_The problem_.
Could you render every line of the records below as a numbered list, omitting the blank lines?

_Material to process_.
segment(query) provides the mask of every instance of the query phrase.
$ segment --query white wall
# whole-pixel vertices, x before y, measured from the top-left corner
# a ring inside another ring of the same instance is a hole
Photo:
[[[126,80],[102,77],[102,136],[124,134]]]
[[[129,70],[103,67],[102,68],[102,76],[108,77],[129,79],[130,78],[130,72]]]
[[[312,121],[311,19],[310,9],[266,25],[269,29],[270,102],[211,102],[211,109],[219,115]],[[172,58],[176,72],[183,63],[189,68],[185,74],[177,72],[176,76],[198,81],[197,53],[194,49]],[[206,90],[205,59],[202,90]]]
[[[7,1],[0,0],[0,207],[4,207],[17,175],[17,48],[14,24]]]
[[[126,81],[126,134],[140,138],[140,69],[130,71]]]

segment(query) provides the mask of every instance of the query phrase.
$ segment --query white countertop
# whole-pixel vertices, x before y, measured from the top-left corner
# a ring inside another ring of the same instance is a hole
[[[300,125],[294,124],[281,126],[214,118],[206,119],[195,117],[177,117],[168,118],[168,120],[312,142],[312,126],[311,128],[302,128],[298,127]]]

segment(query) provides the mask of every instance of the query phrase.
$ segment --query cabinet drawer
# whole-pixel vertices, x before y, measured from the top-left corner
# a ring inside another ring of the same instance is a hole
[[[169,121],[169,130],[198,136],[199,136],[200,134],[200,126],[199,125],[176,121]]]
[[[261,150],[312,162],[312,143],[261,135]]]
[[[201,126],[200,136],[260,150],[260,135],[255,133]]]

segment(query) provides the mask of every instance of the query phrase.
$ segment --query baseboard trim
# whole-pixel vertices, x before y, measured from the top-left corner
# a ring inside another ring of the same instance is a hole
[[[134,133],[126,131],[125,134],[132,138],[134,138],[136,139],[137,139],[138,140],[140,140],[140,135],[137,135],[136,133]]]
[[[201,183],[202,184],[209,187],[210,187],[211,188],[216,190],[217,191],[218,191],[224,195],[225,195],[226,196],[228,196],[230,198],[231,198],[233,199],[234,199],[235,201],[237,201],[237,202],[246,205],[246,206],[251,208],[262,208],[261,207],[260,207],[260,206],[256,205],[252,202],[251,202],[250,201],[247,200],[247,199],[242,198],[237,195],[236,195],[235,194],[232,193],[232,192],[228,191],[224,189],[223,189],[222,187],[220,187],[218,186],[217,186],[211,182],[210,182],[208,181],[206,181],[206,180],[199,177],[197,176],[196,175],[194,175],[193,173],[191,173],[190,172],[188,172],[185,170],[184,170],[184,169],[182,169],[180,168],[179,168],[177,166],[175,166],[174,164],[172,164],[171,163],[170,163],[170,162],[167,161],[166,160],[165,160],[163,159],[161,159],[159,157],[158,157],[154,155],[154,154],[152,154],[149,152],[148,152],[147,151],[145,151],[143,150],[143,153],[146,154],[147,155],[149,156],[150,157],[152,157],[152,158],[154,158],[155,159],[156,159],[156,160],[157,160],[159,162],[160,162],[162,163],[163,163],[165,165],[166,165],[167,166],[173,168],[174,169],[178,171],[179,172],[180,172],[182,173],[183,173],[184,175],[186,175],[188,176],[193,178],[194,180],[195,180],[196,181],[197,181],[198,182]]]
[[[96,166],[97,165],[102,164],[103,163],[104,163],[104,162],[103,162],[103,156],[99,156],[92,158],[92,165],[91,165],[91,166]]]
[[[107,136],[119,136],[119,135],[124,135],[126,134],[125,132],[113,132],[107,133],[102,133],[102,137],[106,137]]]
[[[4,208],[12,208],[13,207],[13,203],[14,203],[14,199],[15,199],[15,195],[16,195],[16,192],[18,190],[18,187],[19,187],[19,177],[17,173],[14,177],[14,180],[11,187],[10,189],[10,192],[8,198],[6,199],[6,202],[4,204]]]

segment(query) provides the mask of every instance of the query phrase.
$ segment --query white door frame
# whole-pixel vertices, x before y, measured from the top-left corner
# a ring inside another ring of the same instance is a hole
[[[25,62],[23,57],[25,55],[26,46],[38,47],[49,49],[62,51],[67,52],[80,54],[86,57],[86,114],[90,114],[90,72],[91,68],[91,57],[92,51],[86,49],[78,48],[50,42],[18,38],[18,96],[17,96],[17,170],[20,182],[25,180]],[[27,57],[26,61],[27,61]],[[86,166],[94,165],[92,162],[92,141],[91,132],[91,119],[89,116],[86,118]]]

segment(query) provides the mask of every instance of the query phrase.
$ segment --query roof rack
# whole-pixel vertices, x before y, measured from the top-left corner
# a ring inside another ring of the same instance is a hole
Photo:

_Response for this exercise_.
1. segment(query) provides the mask of every instance of the query phrase.
2. $ segment --query white wall
3. # whole-pixel vertices, x before y, measured from the top-left corner
4. # a ring inside another ring of the same instance is a hole
5. Photo:
6. [[[126,80],[102,77],[102,136],[124,134]]]
7. [[[129,70],[103,67],[102,68],[102,76],[108,77],[129,79],[130,78],[130,72]]]
8. [[[312,121],[311,19],[310,9],[266,25],[269,29],[270,102],[211,102],[211,109],[219,115]],[[172,58],[176,72],[183,63],[189,68],[185,74],[177,72],[176,76],[198,81],[197,53],[194,49]],[[206,90],[205,59],[202,90]]]
9. [[[7,1],[0,0],[0,207],[4,207],[17,175],[17,48],[14,24]]]
10. [[[126,81],[126,134],[140,138],[140,69],[130,71]]]
11. segment(query) provides the mask of every instance of the query phrase.
12. $ segment --query white countertop
13. # whole-pixel vertices, x before y, measured from the top-left corner
14. # a ring inside another ring of the same instance is a hole
15. [[[300,125],[294,124],[281,126],[214,118],[206,119],[195,117],[177,117],[168,118],[168,120],[312,142],[312,126],[311,128],[302,128],[298,127]]]
16. segment(query) provides the mask of every instance of the query phrase.
17. $ segment --query cabinet drawer
18. # whole-pixel vertices, x before y, measured from the top-left corner
19. # a ring inside another ring of the same instance is a hole
20. [[[169,121],[169,130],[198,136],[199,136],[200,134],[200,126],[199,125],[176,121]]]
21. [[[261,150],[312,162],[312,143],[261,135]]]
22. [[[201,126],[200,136],[260,150],[260,135],[255,133]]]
23. segment(query) provides the mask of every instance of the query phrase.
24. $ segment --query baseboard trim
25. # whole-pixel vertices, x before y, measured from the top-left corner
26. # a ring inside another ring of the same instance is a hole
27. [[[134,133],[126,131],[125,134],[132,138],[134,138],[136,139],[137,139],[138,140],[140,140],[140,135],[137,135],[136,133]]]
28. [[[201,183],[202,184],[209,187],[210,187],[211,188],[216,190],[217,191],[218,191],[224,195],[225,195],[226,196],[228,196],[230,198],[231,198],[233,199],[234,199],[235,201],[237,201],[237,202],[246,205],[246,206],[251,208],[262,208],[261,207],[260,207],[260,206],[256,205],[252,202],[251,202],[250,201],[247,200],[247,199],[242,198],[237,195],[236,195],[235,194],[232,193],[232,192],[228,191],[224,189],[223,189],[222,187],[220,187],[218,186],[217,186],[211,182],[210,182],[208,181],[206,181],[206,180],[199,177],[197,176],[196,175],[194,175],[193,173],[191,173],[190,172],[188,172],[185,170],[184,170],[184,169],[182,169],[180,168],[179,168],[177,166],[175,166],[174,164],[172,164],[171,163],[170,163],[170,162],[167,161],[166,160],[165,160],[163,159],[161,159],[159,157],[158,157],[154,155],[154,154],[152,154],[149,152],[148,152],[147,151],[145,151],[143,150],[143,153],[146,154],[147,155],[149,156],[150,157],[152,157],[152,158],[154,158],[155,159],[156,159],[156,160],[157,160],[159,162],[160,162],[162,163],[163,163],[165,165],[166,165],[167,166],[173,168],[174,169],[178,171],[179,172],[180,172],[182,173],[183,173],[184,175],[186,175],[188,176],[193,178],[194,180],[195,180],[196,181],[197,181],[198,182]]]
29. [[[96,166],[97,165],[102,164],[103,163],[104,163],[104,162],[103,162],[103,156],[99,156],[92,158],[92,165],[91,165],[91,166]]]
30. [[[107,136],[119,136],[119,135],[124,135],[126,134],[125,132],[113,132],[107,133],[102,133],[102,137],[106,137]]]
31. [[[4,208],[12,208],[13,207],[13,203],[14,203],[14,199],[15,199],[15,195],[16,195],[16,192],[18,190],[18,187],[19,187],[19,177],[17,173],[14,177],[14,180],[11,187],[10,189],[10,192],[8,198],[6,199],[6,202],[4,204]]]
32. segment(query) provides the mask of every instance of the query phrase.
33. $ segment --query white door frame
34. # whole-pixel vertices, x before y, measured from the top-left corner
35. # a ring inside another ring of the same instance is a hole
36. [[[25,62],[23,57],[25,55],[26,46],[38,47],[49,49],[62,51],[67,52],[80,54],[86,57],[86,114],[90,114],[90,72],[91,68],[91,57],[92,51],[86,49],[78,48],[50,42],[18,38],[18,96],[17,96],[17,170],[20,182],[25,180]],[[27,57],[26,61],[27,61]],[[86,166],[94,165],[92,162],[92,141],[91,132],[91,119],[89,116],[86,118]]]
37. segment(query) provides the mask of every instance of the query phrase.
38. $ segment --query roof rack
39. # whole-pixel vertices, x before y, measured from the top-left corner
40. # a ring inside another ring of the same instance is a hole
41. Photo:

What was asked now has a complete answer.